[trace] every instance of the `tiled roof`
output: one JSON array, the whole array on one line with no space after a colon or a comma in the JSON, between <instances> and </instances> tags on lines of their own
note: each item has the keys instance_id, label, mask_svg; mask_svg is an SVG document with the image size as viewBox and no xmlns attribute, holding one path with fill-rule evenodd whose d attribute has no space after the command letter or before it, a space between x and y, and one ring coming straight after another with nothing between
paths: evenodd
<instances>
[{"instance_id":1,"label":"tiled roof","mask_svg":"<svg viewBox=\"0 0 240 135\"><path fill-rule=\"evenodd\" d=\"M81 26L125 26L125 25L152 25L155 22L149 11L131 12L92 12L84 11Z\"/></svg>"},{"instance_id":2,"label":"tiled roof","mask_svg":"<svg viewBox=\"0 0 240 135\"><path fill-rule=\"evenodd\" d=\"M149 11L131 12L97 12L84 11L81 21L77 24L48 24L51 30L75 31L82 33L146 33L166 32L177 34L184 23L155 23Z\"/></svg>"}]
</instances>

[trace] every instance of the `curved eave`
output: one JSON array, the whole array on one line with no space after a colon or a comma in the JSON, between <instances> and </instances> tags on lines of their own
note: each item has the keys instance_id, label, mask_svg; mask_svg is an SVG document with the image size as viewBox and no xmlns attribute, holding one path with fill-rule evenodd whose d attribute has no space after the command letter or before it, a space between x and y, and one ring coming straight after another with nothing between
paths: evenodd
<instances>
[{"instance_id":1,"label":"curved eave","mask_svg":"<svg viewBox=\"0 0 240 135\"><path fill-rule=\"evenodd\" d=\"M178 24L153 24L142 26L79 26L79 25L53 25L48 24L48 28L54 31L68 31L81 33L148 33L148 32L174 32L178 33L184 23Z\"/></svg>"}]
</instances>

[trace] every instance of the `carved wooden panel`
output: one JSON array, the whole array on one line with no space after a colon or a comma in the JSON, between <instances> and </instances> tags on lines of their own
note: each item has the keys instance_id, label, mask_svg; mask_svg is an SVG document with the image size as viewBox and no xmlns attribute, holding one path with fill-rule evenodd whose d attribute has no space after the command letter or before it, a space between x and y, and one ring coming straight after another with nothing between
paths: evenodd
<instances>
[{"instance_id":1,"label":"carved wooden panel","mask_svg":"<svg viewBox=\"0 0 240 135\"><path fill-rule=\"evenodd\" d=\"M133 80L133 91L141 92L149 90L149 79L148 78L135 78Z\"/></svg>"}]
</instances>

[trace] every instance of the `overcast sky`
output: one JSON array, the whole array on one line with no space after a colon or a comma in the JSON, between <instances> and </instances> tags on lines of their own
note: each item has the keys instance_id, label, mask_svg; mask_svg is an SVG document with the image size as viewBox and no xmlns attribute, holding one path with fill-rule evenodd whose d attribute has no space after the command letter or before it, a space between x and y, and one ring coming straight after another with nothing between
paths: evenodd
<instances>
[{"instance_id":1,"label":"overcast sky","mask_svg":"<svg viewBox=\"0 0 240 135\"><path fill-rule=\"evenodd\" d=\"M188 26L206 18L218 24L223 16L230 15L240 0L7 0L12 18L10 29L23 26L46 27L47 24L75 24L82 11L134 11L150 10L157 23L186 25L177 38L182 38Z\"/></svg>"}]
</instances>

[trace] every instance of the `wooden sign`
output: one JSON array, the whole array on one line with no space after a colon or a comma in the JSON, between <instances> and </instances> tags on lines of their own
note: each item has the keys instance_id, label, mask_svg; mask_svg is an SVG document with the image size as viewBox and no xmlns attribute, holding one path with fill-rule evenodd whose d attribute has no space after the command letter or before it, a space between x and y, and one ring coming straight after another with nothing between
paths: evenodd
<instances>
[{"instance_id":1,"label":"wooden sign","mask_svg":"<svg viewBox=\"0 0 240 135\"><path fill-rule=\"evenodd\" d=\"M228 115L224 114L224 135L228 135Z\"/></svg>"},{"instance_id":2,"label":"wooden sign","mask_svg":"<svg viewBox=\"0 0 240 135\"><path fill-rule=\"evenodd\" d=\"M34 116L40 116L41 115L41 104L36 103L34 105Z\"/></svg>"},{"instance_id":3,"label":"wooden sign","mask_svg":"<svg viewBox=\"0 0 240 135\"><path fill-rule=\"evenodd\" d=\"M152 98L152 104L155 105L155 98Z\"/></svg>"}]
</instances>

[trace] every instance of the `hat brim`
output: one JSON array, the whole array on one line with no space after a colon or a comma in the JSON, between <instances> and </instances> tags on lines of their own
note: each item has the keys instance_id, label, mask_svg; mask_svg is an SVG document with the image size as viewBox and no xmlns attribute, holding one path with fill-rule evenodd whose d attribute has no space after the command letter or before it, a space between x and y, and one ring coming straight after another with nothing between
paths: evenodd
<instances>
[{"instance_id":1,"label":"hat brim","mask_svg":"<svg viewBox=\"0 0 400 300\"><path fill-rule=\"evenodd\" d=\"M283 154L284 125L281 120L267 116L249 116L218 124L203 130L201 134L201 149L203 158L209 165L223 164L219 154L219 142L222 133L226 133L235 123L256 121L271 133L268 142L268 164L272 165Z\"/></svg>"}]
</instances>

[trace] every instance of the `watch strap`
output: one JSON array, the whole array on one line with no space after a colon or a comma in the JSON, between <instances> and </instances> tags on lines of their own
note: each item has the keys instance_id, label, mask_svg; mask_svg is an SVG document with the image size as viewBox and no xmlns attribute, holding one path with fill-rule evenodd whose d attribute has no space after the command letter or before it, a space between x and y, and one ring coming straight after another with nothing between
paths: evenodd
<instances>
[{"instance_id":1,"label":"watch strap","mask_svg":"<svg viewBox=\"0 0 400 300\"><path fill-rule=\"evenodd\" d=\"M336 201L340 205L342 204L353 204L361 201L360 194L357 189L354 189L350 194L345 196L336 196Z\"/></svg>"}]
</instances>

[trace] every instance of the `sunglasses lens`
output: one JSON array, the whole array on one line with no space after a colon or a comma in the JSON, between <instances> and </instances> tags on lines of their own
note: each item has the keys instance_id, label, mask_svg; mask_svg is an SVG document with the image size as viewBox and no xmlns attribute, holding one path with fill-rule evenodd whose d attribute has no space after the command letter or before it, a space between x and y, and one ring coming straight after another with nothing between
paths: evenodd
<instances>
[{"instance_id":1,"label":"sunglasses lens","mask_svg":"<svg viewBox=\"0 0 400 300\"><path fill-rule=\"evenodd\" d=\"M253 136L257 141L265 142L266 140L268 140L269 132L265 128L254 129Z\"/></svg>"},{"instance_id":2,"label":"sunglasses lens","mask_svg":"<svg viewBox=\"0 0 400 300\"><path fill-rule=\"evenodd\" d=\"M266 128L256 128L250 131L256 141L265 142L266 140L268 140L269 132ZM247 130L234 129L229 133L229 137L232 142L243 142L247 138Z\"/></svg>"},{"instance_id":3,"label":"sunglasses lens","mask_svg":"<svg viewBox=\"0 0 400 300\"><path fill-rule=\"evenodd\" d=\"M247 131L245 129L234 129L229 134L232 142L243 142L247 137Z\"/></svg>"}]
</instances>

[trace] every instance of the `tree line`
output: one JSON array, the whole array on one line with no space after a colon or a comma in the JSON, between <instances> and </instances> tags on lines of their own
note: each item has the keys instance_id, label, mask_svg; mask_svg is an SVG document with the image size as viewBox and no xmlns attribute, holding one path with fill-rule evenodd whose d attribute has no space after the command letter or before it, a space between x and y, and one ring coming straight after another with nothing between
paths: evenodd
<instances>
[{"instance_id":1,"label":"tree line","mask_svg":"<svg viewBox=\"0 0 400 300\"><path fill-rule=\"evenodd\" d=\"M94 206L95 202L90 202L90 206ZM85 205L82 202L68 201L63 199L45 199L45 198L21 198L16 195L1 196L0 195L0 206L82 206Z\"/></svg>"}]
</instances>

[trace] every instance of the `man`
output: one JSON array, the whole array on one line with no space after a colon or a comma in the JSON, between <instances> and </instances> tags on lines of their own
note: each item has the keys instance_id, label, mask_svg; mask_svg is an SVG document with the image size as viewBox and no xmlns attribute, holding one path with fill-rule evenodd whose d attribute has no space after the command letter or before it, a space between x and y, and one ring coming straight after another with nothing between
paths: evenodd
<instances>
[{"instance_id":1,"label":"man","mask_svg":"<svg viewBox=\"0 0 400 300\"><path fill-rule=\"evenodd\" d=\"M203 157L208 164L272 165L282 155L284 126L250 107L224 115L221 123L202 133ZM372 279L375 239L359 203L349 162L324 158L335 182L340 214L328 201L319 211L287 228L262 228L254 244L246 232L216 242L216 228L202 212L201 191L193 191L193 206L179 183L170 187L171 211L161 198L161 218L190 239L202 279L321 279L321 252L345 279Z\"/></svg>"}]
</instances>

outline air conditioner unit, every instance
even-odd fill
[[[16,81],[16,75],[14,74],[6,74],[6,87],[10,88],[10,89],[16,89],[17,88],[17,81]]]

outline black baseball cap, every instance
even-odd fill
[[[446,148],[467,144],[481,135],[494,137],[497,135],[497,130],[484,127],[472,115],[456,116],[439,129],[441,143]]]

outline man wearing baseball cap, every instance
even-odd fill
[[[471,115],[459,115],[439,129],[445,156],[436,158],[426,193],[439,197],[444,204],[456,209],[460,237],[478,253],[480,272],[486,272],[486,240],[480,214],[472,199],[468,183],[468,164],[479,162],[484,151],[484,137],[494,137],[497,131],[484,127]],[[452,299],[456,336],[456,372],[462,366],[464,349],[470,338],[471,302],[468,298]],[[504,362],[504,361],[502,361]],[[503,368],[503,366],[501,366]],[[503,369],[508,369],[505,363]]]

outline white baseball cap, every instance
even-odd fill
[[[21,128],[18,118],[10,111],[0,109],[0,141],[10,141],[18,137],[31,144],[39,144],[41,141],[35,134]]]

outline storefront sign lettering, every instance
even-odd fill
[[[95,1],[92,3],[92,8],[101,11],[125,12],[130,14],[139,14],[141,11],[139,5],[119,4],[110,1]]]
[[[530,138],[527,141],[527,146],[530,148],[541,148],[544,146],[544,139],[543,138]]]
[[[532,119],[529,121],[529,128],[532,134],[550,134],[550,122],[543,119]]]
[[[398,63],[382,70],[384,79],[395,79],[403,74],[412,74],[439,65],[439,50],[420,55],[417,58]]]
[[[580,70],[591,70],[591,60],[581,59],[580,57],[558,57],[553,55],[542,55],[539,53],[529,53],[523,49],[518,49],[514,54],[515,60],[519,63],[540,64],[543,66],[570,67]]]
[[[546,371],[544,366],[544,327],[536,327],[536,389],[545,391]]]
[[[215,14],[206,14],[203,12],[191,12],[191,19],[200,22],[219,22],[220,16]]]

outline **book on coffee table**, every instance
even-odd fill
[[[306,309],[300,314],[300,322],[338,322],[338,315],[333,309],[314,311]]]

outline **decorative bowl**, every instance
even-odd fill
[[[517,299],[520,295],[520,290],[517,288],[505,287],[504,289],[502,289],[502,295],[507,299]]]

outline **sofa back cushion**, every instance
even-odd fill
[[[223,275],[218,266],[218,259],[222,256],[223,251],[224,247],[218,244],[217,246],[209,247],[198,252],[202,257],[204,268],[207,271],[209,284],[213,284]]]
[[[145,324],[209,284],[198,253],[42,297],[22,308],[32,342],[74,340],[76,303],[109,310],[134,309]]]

^^^^

Look over the material above and show each line where "outline" appears.

**Response:**
outline air conditioner unit, every instance
outline black baseball cap, every instance
outline man wearing baseball cap, every instance
outline white baseball cap, every instance
outline storefront sign lettering, every instance
outline **book on coffee table**, every instance
outline **decorative bowl**, every instance
outline **sofa back cushion**, every instance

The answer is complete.